# EXTRACT PROVIDED
Ciao.
I'm the founder and a managing partner of Portico Advisers.
We advise asset owners, corporates, and investment firms driving innovation in energy systems.
How did I get here?
In 2006, I was the youngest member of an interagency team working on interior-ministry and police reform in Iraq and Afghanistan. The experience left me deeply skeptical about the ability of the U.S. government to deliver durable change in other countries, and I grew convinced that the best long-term answer was patient investments that created jobs.
So, I went to SAIS to study international economics and finance, and explored the question of private-sector development in emerging markets.
I spent the better part of fifteen years on that question—first researching the EM private equity and venture industry, then advising funds, institutional investors, and founders building in the world's hardest markets.
I started Portico in 2016 to work directly with the people willing to pursue differentiated strategies where most capital wouldn't go.
There was a tension at the foundation, though. I started a business in an industry that I believed at the time to be in structural decline. I was building in the wrong market. That diagnosis is at the heart of the book I'm writing now.
I began viewing the capital scarcity problem that lured me to emerging markets in terms of sector instead of geography. And this led me to deep technology, working with venture firms backing companies the broader market had written off as too hard or too early.
That work included a variety of projects with energy-transition technologies, including an opportunity to help a family office stand up a permanent-capital vehicle for it. I also co-founded Transect Ocean to gather critical subsea data for offshore-renewables developers using autonomous vessels, and eventually brought the work back to Portico (2.0).

# INSTRUCTIONS TO FOLLOW
Reproduce the full account of the founder's career above, word for word and without alteration.

# Stored records
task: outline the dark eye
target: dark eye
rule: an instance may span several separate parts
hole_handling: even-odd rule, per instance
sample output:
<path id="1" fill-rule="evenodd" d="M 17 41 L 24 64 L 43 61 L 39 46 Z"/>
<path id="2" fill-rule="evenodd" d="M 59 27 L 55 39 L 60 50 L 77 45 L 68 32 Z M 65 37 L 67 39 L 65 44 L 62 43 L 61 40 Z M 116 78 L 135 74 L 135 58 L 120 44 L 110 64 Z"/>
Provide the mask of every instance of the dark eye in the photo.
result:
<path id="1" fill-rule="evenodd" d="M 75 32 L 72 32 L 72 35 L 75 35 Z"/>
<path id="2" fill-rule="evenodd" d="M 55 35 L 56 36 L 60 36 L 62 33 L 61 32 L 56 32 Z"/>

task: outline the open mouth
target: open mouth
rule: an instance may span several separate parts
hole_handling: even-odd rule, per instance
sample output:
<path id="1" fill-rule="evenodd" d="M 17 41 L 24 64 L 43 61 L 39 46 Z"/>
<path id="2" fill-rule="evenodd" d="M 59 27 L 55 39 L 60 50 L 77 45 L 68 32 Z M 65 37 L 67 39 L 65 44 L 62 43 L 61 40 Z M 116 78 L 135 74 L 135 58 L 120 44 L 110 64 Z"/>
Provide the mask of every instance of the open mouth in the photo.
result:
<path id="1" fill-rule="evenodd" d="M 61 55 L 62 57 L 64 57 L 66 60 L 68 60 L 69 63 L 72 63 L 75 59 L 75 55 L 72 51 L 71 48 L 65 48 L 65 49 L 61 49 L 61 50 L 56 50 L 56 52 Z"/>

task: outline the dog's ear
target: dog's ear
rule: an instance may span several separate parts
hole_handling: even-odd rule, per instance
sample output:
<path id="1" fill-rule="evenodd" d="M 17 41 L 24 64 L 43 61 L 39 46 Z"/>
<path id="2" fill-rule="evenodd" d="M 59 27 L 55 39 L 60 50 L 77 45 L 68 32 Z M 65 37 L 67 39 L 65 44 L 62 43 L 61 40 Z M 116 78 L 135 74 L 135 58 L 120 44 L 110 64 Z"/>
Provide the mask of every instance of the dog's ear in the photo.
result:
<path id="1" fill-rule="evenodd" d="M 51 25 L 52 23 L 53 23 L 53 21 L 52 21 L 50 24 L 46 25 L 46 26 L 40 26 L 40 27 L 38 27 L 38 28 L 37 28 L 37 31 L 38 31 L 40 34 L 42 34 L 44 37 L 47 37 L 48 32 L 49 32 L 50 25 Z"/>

# RESPONSE TO THIS TASK
Ciao.
I'm the founder and a managing partner of Portico Advisers.
We advise asset owners, corporates, and investment firms driving innovation in energy systems.
How did I get here?
In 2006, I was the youngest member of an interagency team working on interior-ministry and police reform in Iraq and Afghanistan. The experience left me deeply skeptical about the ability of the U.S. government to deliver durable change in other countries, and I grew convinced that the best long-term answer was patient investments that created jobs.
So, I went to SAIS to study international economics and finance, and explored the question of private-sector development in emerging markets.
I spent the better part of fifteen years on that question—first researching the EM private equity and venture industry, then advising funds, institutional investors, and founders building in the world's hardest markets.
I started Portico in 2016 to work directly with the people willing to pursue differentiated strategies where most capital wouldn't go.
There was a tension at the foundation, though. I started a business in an industry that I believed at the time to be in structural decline. I was building in the wrong market. That diagnosis is at the heart of the book I'm writing now.
I began viewing the capital scarcity problem that lured me to emerging markets in terms of sector instead of geography. And this led me to deep technology, working with venture firms backing companies the broader market had written off as too hard or too early.
That work included a variety of projects with energy-transition technologies, including an opportunity to help a family office stand up a permanent-capital vehicle for it. I also co-founded Transect Ocean to gather critical subsea data for offshore-renewables developers using autonomous vessels, and eventually brought the work back to Portico (2.0).